DATASET EXCERPTS Block Start

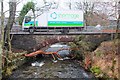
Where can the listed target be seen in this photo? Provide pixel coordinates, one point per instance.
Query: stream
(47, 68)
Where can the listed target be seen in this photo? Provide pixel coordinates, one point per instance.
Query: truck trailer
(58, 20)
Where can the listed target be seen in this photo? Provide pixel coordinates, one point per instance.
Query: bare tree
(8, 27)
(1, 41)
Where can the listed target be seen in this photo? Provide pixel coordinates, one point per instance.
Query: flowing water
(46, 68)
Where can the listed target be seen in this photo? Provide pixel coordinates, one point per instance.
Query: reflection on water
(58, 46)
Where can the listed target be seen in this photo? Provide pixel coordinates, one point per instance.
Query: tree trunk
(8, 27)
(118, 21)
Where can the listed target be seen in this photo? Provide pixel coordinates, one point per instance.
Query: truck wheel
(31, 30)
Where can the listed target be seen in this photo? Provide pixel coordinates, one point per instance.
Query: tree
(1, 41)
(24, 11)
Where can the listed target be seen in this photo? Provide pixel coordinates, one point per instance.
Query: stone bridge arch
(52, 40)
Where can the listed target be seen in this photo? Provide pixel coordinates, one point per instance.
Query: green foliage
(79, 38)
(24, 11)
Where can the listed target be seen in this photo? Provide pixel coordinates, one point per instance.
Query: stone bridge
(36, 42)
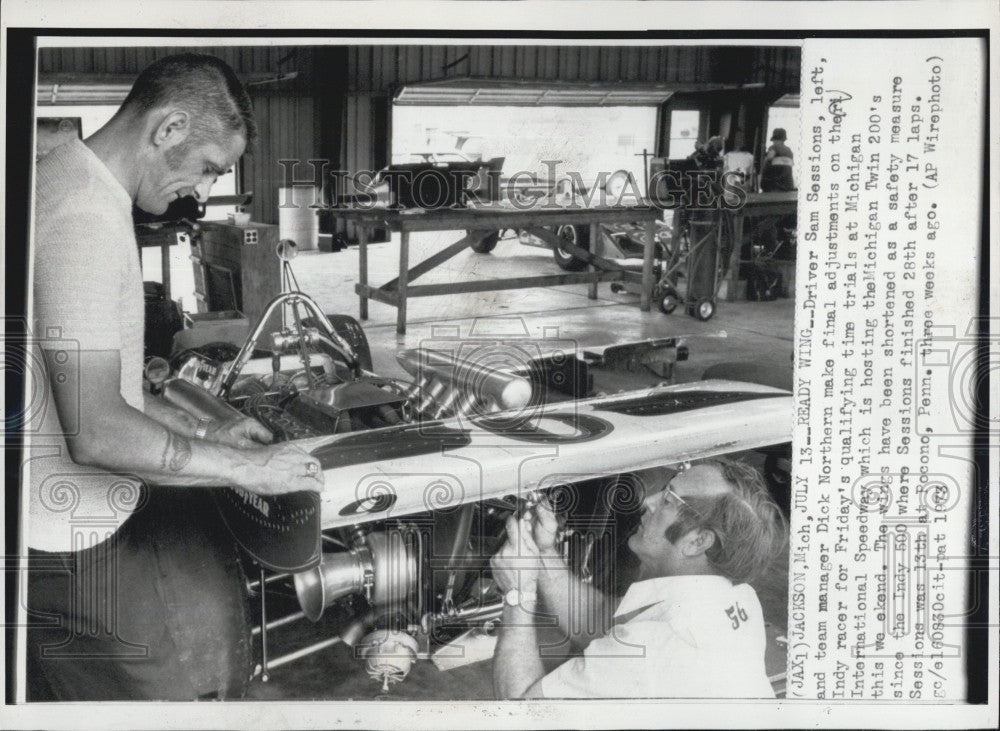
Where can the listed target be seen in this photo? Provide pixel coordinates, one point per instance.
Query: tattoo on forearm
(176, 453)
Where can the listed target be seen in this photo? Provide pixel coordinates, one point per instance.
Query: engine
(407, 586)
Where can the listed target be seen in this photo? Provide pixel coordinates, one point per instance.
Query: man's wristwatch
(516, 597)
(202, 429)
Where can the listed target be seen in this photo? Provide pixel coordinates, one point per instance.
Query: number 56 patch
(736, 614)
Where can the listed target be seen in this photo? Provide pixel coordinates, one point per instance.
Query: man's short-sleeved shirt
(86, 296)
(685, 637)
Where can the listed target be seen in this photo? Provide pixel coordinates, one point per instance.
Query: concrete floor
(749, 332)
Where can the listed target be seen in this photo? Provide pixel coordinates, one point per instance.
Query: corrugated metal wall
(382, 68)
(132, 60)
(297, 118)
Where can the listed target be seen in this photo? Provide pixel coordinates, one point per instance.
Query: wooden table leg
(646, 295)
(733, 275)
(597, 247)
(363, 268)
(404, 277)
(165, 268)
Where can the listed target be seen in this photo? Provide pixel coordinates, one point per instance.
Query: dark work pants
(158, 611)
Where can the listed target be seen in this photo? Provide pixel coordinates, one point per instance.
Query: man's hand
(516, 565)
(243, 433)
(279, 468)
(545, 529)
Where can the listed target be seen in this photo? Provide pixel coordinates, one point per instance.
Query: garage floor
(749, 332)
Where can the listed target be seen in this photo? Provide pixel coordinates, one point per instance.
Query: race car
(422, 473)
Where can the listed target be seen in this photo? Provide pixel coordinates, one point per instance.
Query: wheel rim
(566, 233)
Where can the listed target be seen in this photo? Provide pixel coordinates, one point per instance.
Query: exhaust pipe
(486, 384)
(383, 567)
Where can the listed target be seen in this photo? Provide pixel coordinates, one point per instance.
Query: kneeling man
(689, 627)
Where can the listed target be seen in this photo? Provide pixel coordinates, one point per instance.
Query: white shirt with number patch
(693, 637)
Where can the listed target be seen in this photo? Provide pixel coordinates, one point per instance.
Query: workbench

DATASET EXCERPTS Block End

## DIRECTIONS:
Your answer must be an exact transcription of every entry, minus the pictures.

## WRITTEN SOLUTION:
Where can the listed target be seen in this photo? Provide pixel coordinates, one point per instance.
Query: stream
(47, 68)
Where can the listed target be seen in this photo? Provide pixel coordinates, one point per instance.
Query: truck trailer
(58, 20)
Where can the listed target be seen in this photo? Provide pixel coordinates, one point per instance.
Query: bare tree
(8, 27)
(1, 41)
Where can the listed target be seen in this photo? Provide pixel coordinates, one point per instance.
Query: flowing water
(46, 68)
Where can the listed target be seen in this photo? Provide pixel coordinates, one point per instance.
Query: reflection on water
(58, 46)
Where can the listed target be seen in this photo? Provide pixel coordinates, one point per instance.
Query: tree trunk
(8, 27)
(118, 21)
Where can the listed target be seen in this photo? Provide pixel coordinates, one point per instance.
Query: truck wheel
(31, 30)
Where can the listed target be seen in this photo? Provide pixel coordinates, one point per instance.
Query: tree
(1, 41)
(24, 11)
Where can the listed target be seen in this photo? Provide pixel coordinates, one point per instance.
Query: stone bridge arch
(52, 40)
Where can the listed target be seen in this photo? Provide pixel coordinates, one point per instance.
Query: green foliage
(79, 38)
(24, 11)
Where can the listed target be seen in this photo? Provide pixel coordinates, one point per instance.
Query: stone bridge
(36, 42)
Where can the listed target be seen in this photo? Provide pixel coordinates, one point per instance.
Query: tattoo on forearm
(176, 453)
Where can the listed target be seen in this photo? Provide pixel coordinates, one point per instance.
Query: engine
(407, 586)
Where can the listed target be seen in this photo? Provide pixel coordinates, one point per instance.
Query: man's wristwatch
(516, 597)
(202, 429)
Where can the listed target be seen in this photo? Provide pixel coordinates, one point per instance.
Query: number 56 patch
(736, 614)
Where can the listed target be seen in this photo? Provide pixel coordinates, one point per instance.
Query: man's short-sleeved shirt
(86, 296)
(685, 637)
Where can the listed target be seen in this photo? Provide pixel coordinates, one point per instance.
Query: concrete floor
(749, 332)
Where can the listed target be seen in this photo? Provide pixel coordinates, one point per instance.
Query: corrugated metal wall
(382, 68)
(132, 60)
(297, 118)
Where can the listed target be seen in this photo? Provide pixel coordinates, one point per instance.
Query: wooden table leg
(646, 295)
(733, 275)
(597, 247)
(363, 268)
(404, 277)
(165, 268)
Where can the listed target be seen in this photo? Provide pixel coordinates, one point per instance.
Query: dark work pants
(158, 611)
Where can the listed target be seen in this photo? Provide pixel coordinates, one point per instance.
Query: man's hand
(516, 565)
(243, 433)
(279, 468)
(545, 529)
Where can the listed target be seen in this photo? Provide pixel coordinates, one point per instance.
Query: garage floor
(749, 332)
Where can the listed target be seen in this photo? Provide pixel coordinates, one point per instance.
Query: race car
(422, 473)
Where can the listed target be seen in this photo? Provide pixel coordinates, one point per instance.
Query: wheel rim
(566, 233)
Where can the listed target be seen in this photo? Provide pixel coordinates, one point per instance.
Query: exhaust pipe
(486, 384)
(383, 567)
Where can the listed target be seen in this photo? Provide pixel coordinates, one point per instance.
Query: kneeling man
(689, 627)
Where can the listed target be seen in this photo? Provide pixel coordinates, one point per instance.
Query: white shirt with number patch
(693, 637)
Where can the listed target be seen in this photo? Provide pixel coordinates, one point per instance.
Query: workbench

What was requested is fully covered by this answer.